Point localization data
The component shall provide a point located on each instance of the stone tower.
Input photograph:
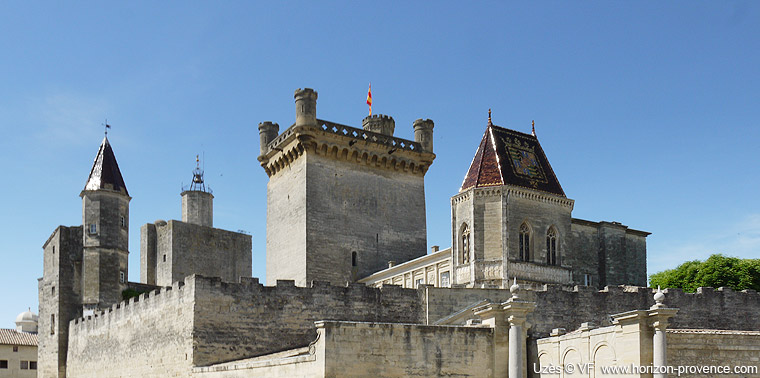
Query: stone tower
(84, 267)
(105, 221)
(342, 201)
(173, 250)
(511, 219)
(197, 200)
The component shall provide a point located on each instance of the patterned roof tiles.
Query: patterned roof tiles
(105, 173)
(508, 157)
(13, 337)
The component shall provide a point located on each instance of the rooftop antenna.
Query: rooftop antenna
(107, 126)
(197, 183)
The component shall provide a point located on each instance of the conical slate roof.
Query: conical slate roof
(509, 157)
(105, 173)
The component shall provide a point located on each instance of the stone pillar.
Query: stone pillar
(658, 318)
(517, 312)
(423, 134)
(267, 132)
(379, 123)
(492, 315)
(306, 107)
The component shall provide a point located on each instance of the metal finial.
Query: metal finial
(107, 126)
(514, 289)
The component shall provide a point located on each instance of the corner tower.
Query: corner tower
(197, 200)
(105, 221)
(511, 217)
(342, 201)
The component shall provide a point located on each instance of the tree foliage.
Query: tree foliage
(718, 270)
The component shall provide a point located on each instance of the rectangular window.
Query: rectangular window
(445, 281)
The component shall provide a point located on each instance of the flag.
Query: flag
(369, 98)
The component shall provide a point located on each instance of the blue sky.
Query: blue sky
(648, 111)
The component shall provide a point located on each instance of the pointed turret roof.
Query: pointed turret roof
(509, 157)
(105, 173)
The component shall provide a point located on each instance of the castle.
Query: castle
(350, 289)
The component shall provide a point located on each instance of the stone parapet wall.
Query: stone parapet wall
(234, 321)
(147, 336)
(406, 350)
(707, 347)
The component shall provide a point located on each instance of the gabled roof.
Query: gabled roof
(508, 157)
(13, 337)
(105, 173)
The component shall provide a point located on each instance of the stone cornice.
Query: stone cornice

= EXERCISE PROMPT =
Return each line of the data that contains the string "cornice".

= EXERCISE RESPONSE =
The component shall provide a point located on each instance of the stone cornice.
Query: stone cornice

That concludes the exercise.